DESCRIPTION OF THE TASK —
Return the run of lines below that opens with the line containing "Target: mustache" and closes with the line containing "-- sample [418,432].", keeping each one exact.

[Records from a data source]
--

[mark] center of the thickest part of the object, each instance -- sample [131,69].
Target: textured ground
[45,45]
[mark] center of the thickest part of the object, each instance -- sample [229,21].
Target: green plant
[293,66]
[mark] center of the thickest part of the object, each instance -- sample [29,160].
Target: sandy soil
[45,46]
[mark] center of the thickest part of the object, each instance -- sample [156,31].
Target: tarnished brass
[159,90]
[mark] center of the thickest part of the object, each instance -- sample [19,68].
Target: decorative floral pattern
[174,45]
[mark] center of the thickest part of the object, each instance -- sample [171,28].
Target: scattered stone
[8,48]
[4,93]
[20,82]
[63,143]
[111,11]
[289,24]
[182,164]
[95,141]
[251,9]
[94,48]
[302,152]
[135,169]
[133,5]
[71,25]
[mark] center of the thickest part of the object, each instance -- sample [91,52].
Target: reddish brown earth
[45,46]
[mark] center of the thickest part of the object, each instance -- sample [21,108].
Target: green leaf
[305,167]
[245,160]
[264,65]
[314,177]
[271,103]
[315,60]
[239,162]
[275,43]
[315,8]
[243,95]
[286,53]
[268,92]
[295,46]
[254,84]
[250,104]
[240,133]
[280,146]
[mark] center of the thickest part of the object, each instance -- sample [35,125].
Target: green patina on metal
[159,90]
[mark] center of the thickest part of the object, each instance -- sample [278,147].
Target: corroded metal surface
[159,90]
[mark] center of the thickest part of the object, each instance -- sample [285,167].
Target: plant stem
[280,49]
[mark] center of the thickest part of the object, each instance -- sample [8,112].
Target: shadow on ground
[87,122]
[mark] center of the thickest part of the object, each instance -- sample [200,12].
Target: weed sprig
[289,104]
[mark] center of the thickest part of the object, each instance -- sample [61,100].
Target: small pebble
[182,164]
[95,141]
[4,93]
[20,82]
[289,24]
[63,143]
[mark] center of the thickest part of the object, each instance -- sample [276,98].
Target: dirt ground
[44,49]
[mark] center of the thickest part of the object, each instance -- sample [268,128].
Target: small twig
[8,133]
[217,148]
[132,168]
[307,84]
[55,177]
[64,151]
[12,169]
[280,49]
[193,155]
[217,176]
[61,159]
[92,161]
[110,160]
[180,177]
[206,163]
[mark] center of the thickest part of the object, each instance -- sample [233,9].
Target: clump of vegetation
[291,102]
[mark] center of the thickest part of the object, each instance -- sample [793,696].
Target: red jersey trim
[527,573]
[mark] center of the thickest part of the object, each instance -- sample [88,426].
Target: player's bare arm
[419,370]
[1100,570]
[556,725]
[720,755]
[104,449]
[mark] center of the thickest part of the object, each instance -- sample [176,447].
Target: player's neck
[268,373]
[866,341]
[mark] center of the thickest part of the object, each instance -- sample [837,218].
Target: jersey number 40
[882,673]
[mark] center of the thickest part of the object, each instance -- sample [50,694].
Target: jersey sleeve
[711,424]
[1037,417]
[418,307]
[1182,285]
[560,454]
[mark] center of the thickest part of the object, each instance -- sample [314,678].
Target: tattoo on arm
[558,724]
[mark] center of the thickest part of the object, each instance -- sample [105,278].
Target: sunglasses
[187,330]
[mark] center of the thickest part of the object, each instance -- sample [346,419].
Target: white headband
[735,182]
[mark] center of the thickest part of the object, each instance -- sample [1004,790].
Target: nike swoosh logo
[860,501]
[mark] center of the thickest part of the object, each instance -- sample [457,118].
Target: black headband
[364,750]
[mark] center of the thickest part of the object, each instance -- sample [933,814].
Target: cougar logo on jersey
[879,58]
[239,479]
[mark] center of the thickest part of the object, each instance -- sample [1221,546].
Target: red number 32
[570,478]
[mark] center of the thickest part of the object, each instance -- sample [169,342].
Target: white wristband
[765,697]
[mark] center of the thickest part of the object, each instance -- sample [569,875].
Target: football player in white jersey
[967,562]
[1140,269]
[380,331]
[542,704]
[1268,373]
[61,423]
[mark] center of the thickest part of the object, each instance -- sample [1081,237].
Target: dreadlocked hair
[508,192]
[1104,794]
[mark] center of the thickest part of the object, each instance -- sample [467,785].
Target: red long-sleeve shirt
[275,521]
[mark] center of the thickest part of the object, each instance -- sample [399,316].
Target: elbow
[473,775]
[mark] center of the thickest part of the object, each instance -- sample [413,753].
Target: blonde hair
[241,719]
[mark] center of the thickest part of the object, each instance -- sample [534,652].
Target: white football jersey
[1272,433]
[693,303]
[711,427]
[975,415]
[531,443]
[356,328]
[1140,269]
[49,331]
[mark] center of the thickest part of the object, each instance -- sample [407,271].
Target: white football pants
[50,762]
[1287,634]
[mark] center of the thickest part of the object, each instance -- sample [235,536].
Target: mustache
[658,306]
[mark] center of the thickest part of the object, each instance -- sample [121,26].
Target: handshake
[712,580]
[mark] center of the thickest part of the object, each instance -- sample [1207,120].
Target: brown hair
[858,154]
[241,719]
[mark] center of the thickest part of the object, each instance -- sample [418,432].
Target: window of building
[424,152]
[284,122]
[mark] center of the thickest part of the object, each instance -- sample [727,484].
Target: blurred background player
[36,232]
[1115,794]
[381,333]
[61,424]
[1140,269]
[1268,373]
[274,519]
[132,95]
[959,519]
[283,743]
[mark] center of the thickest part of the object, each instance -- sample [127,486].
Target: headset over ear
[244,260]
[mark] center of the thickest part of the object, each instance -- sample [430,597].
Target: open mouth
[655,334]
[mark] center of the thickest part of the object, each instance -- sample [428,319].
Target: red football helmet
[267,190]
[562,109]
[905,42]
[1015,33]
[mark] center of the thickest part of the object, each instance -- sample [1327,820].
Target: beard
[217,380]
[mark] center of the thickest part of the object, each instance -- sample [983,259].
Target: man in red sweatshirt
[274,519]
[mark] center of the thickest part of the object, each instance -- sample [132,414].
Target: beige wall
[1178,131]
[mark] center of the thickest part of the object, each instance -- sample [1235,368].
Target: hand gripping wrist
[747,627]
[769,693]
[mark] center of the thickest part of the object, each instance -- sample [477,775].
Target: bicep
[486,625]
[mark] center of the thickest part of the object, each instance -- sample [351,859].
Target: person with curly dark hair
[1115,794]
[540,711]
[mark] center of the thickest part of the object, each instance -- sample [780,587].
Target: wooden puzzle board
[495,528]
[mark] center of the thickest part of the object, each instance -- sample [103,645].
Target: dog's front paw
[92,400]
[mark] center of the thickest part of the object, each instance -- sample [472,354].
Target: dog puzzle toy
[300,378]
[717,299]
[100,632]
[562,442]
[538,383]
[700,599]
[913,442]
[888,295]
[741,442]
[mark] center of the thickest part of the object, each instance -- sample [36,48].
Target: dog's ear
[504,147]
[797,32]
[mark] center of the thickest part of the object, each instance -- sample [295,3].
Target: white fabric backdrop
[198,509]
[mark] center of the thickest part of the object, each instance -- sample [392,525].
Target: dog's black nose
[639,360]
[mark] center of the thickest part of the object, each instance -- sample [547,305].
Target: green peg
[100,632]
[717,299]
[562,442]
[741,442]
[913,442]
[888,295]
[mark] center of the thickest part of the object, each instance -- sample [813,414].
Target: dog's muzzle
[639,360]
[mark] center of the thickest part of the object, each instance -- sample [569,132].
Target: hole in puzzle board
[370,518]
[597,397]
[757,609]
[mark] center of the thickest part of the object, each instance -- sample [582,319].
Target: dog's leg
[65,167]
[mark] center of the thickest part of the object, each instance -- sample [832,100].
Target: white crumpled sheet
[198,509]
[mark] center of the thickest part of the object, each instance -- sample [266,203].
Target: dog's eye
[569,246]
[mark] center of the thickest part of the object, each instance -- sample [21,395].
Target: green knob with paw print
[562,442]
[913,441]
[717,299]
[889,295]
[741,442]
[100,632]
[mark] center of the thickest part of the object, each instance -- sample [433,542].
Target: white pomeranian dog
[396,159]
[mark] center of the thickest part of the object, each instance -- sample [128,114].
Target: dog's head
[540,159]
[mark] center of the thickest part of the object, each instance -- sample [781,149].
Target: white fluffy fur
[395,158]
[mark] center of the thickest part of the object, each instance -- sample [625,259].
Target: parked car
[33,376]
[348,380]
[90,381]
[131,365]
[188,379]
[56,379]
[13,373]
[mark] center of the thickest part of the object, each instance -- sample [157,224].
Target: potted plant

--

SOLUTION FOR THIS EXERCISE —
Target: mustache
[658,306]
[mark] center of the thickest part of the object, each instance -- sample [121,26].
Target: handshake
[712,580]
[mark] center of the thickest part of the object, each instance -- sample [1207,120].
Target: brown hair
[858,154]
[241,719]
[mark] center of the thickest part of the object, each instance -- sample [418,432].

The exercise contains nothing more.